Exercices.
A. D'après le billet sur les otakus, en combien de pages le livre Faire l'amour au Japon tente-t-il d'exposer son sujet ?
B. Indiquez si chacune des affirmations suivantes concorde avec le billet sur les otakus, en citant chaque fois les mots décisifs : (i) le livre Faire l'amour au Japon appartient à la collection Faire l'amour dans le monde ; (ii) le mot baka signifie « ânesse » ; (iii) l'article rétrospectif précédent avait paru en juin.
C. Rédigez la suite du billet sur les otakus en partant de sa dernière phrase.

Extrait source.

------------------------

Publié le 31 juillet 2010 par Luxyukiiste
Garçon, la même chose qu’il y a un an s’il vous plaît

En Septembre dernier, à l’occasion de la rentrée, je publiais un article en forme de rétrospective de mon expérience chez les otakus. Un an plus tard, je suis toujours là, avec autant d’impressions diverses sur ce milieu. Et récemment, il m’est apparu assez brutalement que je n’étais pas vraiment à mon aise là-dedans, pour une simple raison : trop de garçons et trop peu de filles, et une vision de la gent féminine relativement tordue et déprimante diffusée par un pan de la culture pop japonaise. Histoire de présenter rapidement la chose aux novices, je vais citer un extrait du livre Faire l’amour au Japon (Frédéric Ploton), petit bouquin rose et sympa issu de la collection Faire l’amour dans le monde. Le livre tente d’exposer en 120 pages ce qui fait la spécificité de la sexualité, de la séduction et de l’amour dans ce mystérieux pays. La phrase suivante est d’ailleurs mise en valeur sous forme de citation, ce qui est justifié car elle est très parlante :

Une fille assez quelconque peut être considérée comme « sexy » si elle adopte des attitudes physiques de gamine mal dégrossie : voix et rire haut perchés, yeux écarquillés et/ou papillonnants, pieds en dedans et genoux rentrés, mains derrière le dos, qui tente de tirer sur sa minijupe ou de cacher sa culotte. Plus la jeune femme apparaît fragile, ignorante de ce qui l’attend et néanmoins soucieuse de sa respectabilité, et plus elle constitue une tentation immédiate.

Bref : le must, c’est d’avoir l’air conne, ignorante et naïve, inutile d’essayer de tenir une conversation, sinon tu fera vite débander. Une autre source, qui vaut ce qu’elle vaut, confirme cependant le succès certain de la puérilité dans les attitudes féminines quotidiennes : le prétendre ne pas comprendre une plaisanterie vaseuse est assez priceless et montre bien que le japonais a lunettes à encore plus envie de la mettre à l’innocente ado si elle ne montre pas qu’elle s’y connaît en sexe et qu’elle va le dominer. La journaliste Agnès Giard, auteur du blog Les 400 Culs, ouvrait son livre L’imaginaire érotique au Japon avec ces mots :

(les jeunes filles) incarnent pour eux l’idéal de la séduction. On les appelle bakapoï, parce que baka signifie « stupide ». On les appelle aussi buriko (littéralement : ânesse, bourricot), parce qu’elles font tout pour en avoir l’air. Ce sont des filles très très fluor qui cultivent la mièvrerie par pure démagogie et multiplient les phrases du genre : « Yasashiku-shite, ne » (« Soyez gentil avec moi, hein ? ») avec une puérilité à laquelle peu de salary-men résistent.

------------------------

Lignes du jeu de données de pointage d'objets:
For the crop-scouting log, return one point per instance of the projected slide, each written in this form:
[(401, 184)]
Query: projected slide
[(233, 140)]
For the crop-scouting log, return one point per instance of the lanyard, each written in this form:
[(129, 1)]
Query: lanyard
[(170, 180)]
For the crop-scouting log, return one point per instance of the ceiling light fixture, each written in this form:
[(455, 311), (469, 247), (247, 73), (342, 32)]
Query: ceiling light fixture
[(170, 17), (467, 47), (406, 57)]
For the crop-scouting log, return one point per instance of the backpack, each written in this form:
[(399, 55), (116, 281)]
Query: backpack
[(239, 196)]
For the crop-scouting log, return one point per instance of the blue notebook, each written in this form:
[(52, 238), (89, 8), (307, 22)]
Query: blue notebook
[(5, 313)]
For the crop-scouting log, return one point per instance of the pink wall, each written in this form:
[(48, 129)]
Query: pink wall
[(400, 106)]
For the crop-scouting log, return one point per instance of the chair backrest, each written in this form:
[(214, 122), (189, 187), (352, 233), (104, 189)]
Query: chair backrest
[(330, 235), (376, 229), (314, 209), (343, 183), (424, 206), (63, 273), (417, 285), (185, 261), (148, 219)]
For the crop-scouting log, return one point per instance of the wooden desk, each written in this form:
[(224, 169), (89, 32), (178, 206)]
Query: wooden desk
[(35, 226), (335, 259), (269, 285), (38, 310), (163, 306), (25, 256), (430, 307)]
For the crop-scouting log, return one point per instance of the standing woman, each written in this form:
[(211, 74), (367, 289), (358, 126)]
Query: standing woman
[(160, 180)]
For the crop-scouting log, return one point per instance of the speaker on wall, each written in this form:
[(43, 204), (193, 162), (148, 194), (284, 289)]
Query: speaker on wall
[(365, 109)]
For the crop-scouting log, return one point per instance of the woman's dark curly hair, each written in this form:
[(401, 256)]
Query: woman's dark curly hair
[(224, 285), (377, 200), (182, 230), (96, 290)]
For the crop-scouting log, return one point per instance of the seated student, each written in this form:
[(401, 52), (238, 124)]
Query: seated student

------------------------

Corrigé.
A. En 120 pages.

B.
(i) Oui : “issu de la collection Faire l’amour dans le monde”.
(ii) Non : “baka signifie « stupide »”.
(iii) Non : “En Septembre dernier, à l’occasion de la rentrée, je publiais un article”.

C.
Si Frédéric Ploton nous indique que des codes plus occidentaux font leur apparition, le milieu de la jpop permet de se rendre compte que l’image de la ravissante idiote est toujours en vogue. Les clips du girls band Buono! sont à ce titre très parlants, emplis de naïveté extrême et de manières de gamine de 13 ans. Pour moi, maintenir cet exemple est le meilleur moyen de conserver ce qui peut rester de domination sur les filles, que les hommes perdent petit à petit au rythme de l’évolution des moeurs. Cette attitude débile est bien évidemment très tentante : elle permet à l’homme de se sentir puissant, utile voire indispensable, en espérant très fort que personne d’autre n’est passé avant. Dans une frange de l’animation et des jeux vidéo japonais, cette tendance à la soumission se caractérise par la quantité hallucinante d’illustrations représentant les jeunes filles en train de rougir. Sur Danbooru, imageboard où se côtoient les fanarts et illustrations officielles, le tag blush rassemble 113 400 dessins.

Garçon, la même chose qu’il y a un an s’il vous plaît

Ce rougissement, c’est celui de la surprise, de la honte, de la gène, du corps vu dévoilé contre son gré (pour les filles), dévoilement qui devient miraculeusement consenti (pour les hommes). Dans son livre, Agnès Giard raconte l’histoire de Shume Kai, réalisateur de pornos mettant toujours les femmes en situation de honte et d’inconfort : sexe en public, insultes… Les femmes qui n’ont pas de honte manquent de subtilité, dit-il, une optique qui pousse ses actrices à être traumatisées par la violence qu’elles subissent. Gênée en permanence, la femme ne pourra jamais prendre en main sa sexualité, et encore moins sa vie. Le rougissement peut être considéré comme mignon, voire moe, la passion de la gène, de l’ignorance, de la maladresse et des culottes à petits ours.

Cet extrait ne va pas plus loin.